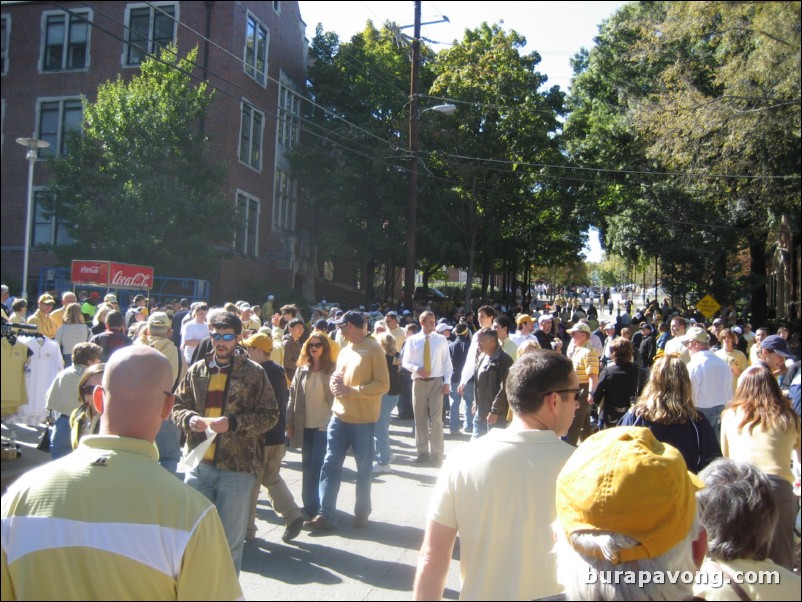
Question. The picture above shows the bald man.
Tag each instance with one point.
(107, 520)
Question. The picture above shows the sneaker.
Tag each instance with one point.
(319, 524)
(293, 530)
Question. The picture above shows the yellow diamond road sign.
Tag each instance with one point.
(708, 306)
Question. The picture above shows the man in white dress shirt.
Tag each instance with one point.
(711, 377)
(427, 358)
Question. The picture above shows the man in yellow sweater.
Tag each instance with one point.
(358, 383)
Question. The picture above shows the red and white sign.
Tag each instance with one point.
(95, 273)
(125, 275)
(112, 275)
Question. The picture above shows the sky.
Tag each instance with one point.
(556, 30)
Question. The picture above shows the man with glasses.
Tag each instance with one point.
(498, 493)
(711, 377)
(358, 383)
(228, 397)
(427, 358)
(675, 345)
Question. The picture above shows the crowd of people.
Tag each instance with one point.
(590, 445)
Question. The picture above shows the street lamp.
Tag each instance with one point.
(412, 200)
(33, 145)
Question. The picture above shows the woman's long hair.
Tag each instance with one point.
(761, 403)
(326, 363)
(667, 397)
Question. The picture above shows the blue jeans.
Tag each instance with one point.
(381, 429)
(60, 439)
(340, 436)
(453, 420)
(312, 454)
(230, 493)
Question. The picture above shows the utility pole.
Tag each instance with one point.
(412, 195)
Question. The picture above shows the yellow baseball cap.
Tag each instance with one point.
(260, 341)
(623, 480)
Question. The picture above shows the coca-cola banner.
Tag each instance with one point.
(110, 274)
(125, 275)
(91, 272)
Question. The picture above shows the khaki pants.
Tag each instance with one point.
(277, 491)
(427, 405)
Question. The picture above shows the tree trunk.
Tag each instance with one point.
(757, 281)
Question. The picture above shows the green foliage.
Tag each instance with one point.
(139, 184)
(704, 88)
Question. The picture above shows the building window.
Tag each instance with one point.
(284, 202)
(47, 230)
(4, 39)
(289, 117)
(328, 270)
(256, 39)
(245, 241)
(56, 118)
(250, 140)
(66, 40)
(149, 28)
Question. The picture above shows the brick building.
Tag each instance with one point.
(53, 54)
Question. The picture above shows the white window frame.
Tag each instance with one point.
(248, 229)
(250, 67)
(57, 233)
(285, 201)
(288, 115)
(249, 129)
(6, 41)
(86, 14)
(151, 46)
(60, 131)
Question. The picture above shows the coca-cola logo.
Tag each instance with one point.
(137, 280)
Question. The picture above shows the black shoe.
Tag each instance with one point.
(293, 530)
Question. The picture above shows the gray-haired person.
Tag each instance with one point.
(739, 512)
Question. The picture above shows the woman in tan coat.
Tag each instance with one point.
(309, 413)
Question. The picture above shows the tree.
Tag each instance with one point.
(730, 106)
(710, 90)
(352, 162)
(138, 184)
(496, 201)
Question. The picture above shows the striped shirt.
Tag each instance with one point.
(109, 523)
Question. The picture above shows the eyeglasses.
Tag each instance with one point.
(576, 392)
(216, 336)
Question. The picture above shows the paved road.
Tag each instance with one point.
(375, 563)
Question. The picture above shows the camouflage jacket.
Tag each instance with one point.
(248, 402)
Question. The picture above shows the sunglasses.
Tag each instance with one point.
(223, 337)
(576, 392)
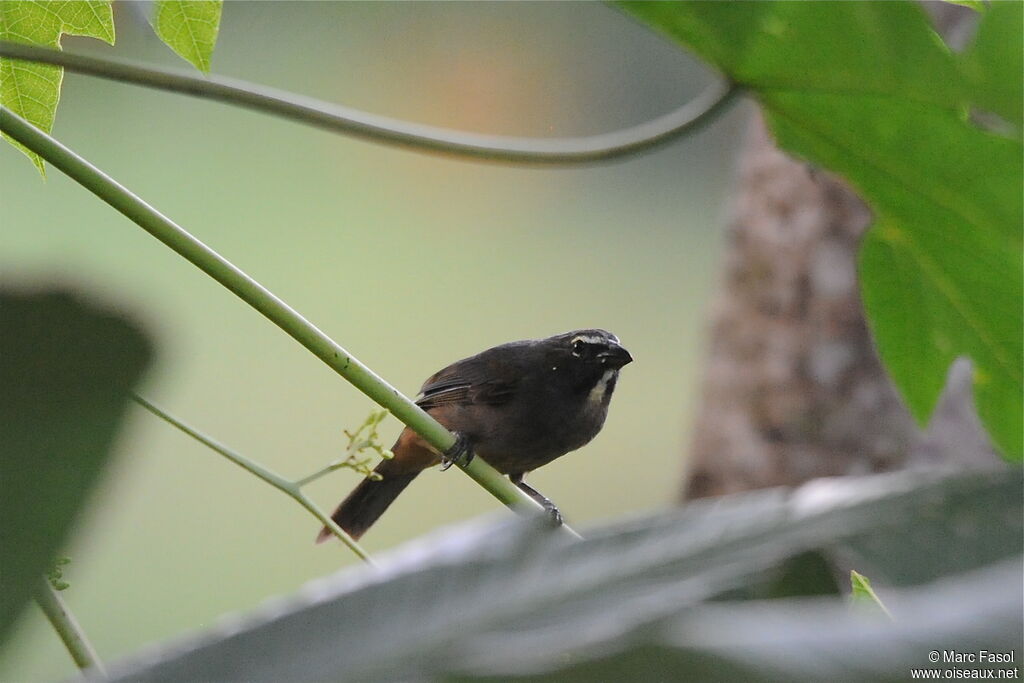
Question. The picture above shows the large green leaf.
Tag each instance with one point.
(32, 90)
(189, 28)
(511, 598)
(869, 91)
(66, 371)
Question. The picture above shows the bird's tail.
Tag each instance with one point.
(368, 502)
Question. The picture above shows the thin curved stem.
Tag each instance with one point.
(556, 151)
(286, 486)
(67, 627)
(262, 300)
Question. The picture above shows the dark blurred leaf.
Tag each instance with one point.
(868, 90)
(802, 640)
(66, 371)
(515, 598)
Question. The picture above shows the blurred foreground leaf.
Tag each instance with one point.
(863, 594)
(66, 371)
(868, 90)
(507, 600)
(30, 89)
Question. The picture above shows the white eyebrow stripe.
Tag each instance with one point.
(592, 339)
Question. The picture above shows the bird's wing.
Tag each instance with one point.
(464, 383)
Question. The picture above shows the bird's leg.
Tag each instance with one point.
(461, 451)
(549, 507)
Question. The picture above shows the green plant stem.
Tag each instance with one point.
(66, 625)
(616, 144)
(291, 488)
(324, 471)
(262, 300)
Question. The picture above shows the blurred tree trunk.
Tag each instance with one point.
(793, 388)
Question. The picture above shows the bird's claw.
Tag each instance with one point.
(554, 515)
(461, 452)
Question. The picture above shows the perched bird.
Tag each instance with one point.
(517, 406)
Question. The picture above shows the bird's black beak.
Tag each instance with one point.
(615, 356)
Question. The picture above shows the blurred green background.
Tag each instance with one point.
(408, 260)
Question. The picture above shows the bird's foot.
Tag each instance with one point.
(461, 452)
(554, 515)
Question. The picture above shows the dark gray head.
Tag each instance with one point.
(596, 348)
(584, 358)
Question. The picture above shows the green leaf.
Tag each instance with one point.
(32, 90)
(976, 5)
(66, 369)
(863, 594)
(995, 60)
(189, 28)
(512, 599)
(881, 101)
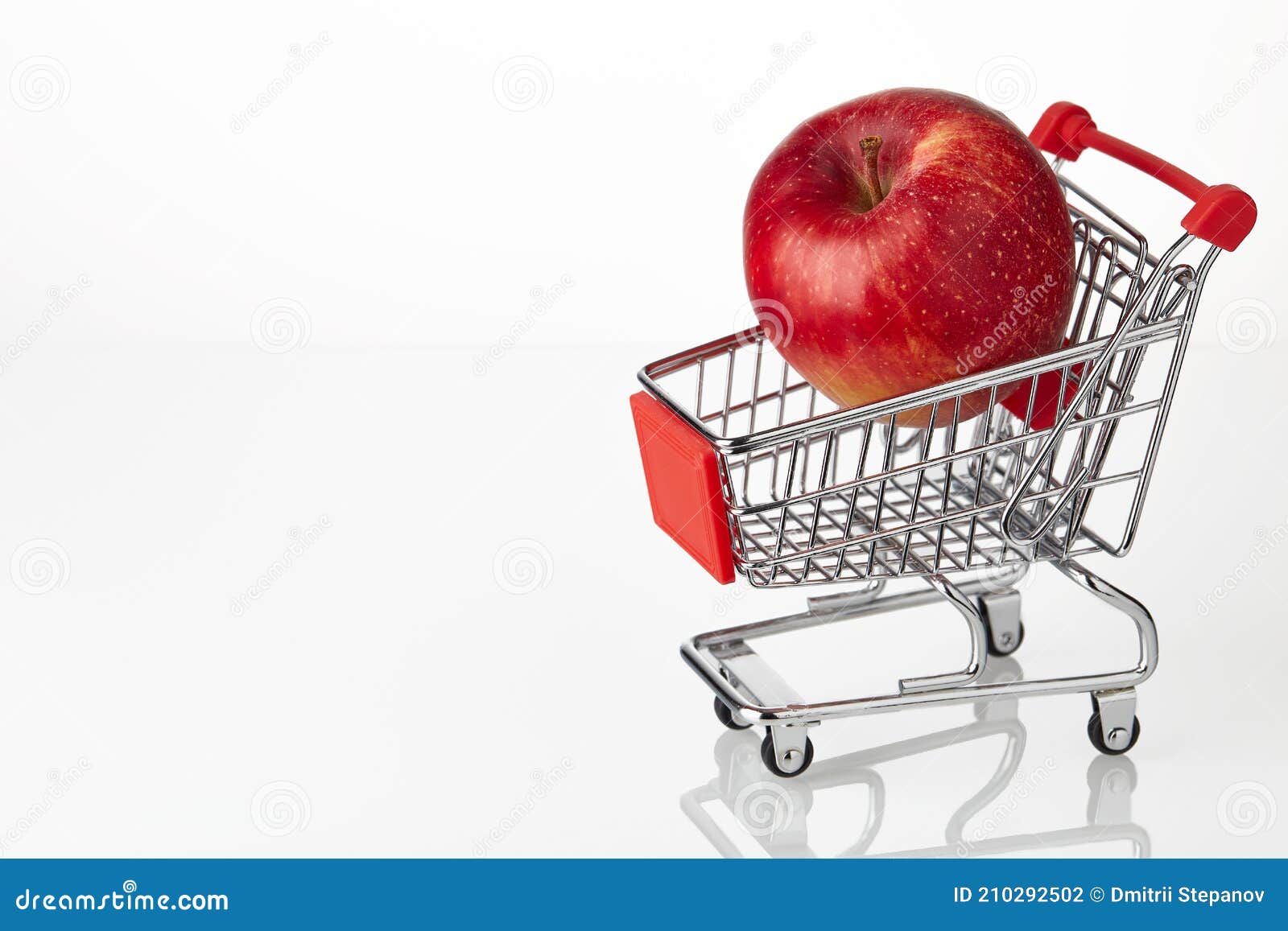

_WHAT YOU WILL DO_
From the records above, retype only the lines starting at the line that contains "Question. The picture above shows the tree trunk." and ending at the line that contains "Question. The picture above shows the building", both included.

_RESPONSE AREA_
Question. The picture above shows the tree trunk.
Tag each instance with one point.
(757, 281)
Question. The picture above shows the green foliage.
Tag each instance with one point.
(139, 184)
(704, 88)
Question. The picture above shows the building window.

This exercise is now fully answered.